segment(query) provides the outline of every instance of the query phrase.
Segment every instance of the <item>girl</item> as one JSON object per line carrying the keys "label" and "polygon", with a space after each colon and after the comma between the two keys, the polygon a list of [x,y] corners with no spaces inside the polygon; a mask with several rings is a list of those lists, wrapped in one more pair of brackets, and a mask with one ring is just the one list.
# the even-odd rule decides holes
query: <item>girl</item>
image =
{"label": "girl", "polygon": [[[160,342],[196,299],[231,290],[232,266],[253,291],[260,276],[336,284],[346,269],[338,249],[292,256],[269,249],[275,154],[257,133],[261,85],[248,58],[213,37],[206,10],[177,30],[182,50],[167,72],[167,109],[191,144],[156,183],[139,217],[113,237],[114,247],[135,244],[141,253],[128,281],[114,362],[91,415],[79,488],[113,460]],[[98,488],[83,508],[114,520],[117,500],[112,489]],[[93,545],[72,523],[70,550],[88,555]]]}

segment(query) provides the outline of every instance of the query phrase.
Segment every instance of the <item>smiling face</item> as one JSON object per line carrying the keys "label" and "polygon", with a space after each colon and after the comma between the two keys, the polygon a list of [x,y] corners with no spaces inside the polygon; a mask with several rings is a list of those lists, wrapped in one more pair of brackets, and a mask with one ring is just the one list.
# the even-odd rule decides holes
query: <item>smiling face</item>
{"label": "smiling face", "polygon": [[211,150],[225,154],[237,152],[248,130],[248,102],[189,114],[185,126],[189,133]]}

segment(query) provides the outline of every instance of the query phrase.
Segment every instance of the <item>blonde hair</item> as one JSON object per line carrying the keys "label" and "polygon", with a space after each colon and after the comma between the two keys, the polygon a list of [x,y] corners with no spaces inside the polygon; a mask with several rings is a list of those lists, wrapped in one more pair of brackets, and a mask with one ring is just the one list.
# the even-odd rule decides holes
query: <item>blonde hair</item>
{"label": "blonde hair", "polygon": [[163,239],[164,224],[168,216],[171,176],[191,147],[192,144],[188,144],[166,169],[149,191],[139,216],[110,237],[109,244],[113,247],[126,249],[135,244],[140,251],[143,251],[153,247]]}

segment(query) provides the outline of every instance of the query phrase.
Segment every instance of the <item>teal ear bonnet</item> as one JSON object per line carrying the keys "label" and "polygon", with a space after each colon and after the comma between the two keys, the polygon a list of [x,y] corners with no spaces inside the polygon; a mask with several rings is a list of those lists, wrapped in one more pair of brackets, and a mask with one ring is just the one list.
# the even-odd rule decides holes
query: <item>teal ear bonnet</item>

* GIVEN INSTRUCTION *
Extract each entry in full, exactly as given.

* COMPLETE ANSWER *
segment(query) provides the outline of every instance of the query phrase.
Segment every instance of the <item>girl</item> as one JSON object per line carrying the keys "label" and "polygon", with a space after each colon and after the comma between the two keys, the polygon a list of [x,y] corners with no spaces inside the polygon; a mask with several rings is a list of those lists, wrapped in one more pair of brackets, and a mask with one ring is just the one list.
# the even-odd rule decides holes
query: <item>girl</item>
image =
{"label": "girl", "polygon": [[[160,342],[196,299],[231,290],[232,266],[253,291],[260,276],[336,284],[346,269],[338,249],[292,256],[269,249],[275,154],[257,133],[261,85],[248,58],[213,37],[206,10],[177,30],[182,50],[167,72],[167,109],[191,144],[156,183],[139,217],[113,237],[114,247],[135,244],[141,253],[128,281],[114,362],[91,415],[79,488],[113,460]],[[98,488],[83,508],[114,520],[117,500],[112,489]],[[93,545],[72,523],[70,550],[88,555]]]}

segment(query) provides the outline of every instance of the query phrase.
Segment every instance of the <item>smiling face</item> as one JSON object per line carrying the keys "label" and "polygon", with a space after each colon and after the comma between the two keys, the polygon a list of [x,y] corners with no spaces inside the polygon; a mask with several rings is a list of those lists, wrapped in one more pair of brackets, and a mask with one ring is just the one list.
# the even-odd rule decides holes
query: <item>smiling face</item>
{"label": "smiling face", "polygon": [[211,150],[225,154],[237,152],[248,130],[248,102],[189,114],[185,126],[189,133]]}

segment(query) provides the outline of every instance of the query phrase.
Segment every instance of the <item>blonde hair</item> as one JSON object per line carrying the keys "label" and "polygon", with a space after each colon and after the comma between the two keys, the polygon a list of [x,y] corners with no spaces inside the polygon; a mask with several rings is a list of those lists, wrapped in one more pair of brackets, and a mask with one ring is just the one list.
# the even-odd rule decides holes
query: <item>blonde hair</item>
{"label": "blonde hair", "polygon": [[163,239],[164,224],[168,216],[171,176],[191,147],[192,144],[188,144],[166,169],[149,191],[139,216],[110,237],[109,244],[113,247],[126,249],[135,244],[140,251],[143,251],[153,247]]}

segment(query) provides the outline of every instance of the query phrase.
Segment every instance of the <item>teal ear bonnet</item> as one JSON object per line carrying the keys "label" and "polygon", with a space after each colon and after the comma between the two keys, the polygon a list of [x,y] corners with no spaces inside the polygon; a mask with several rings is a list of those lists, wrapped in one more pair of brackets, and a mask with one ring is just the one list.
# the even-odd rule decides holes
query: <item>teal ear bonnet</item>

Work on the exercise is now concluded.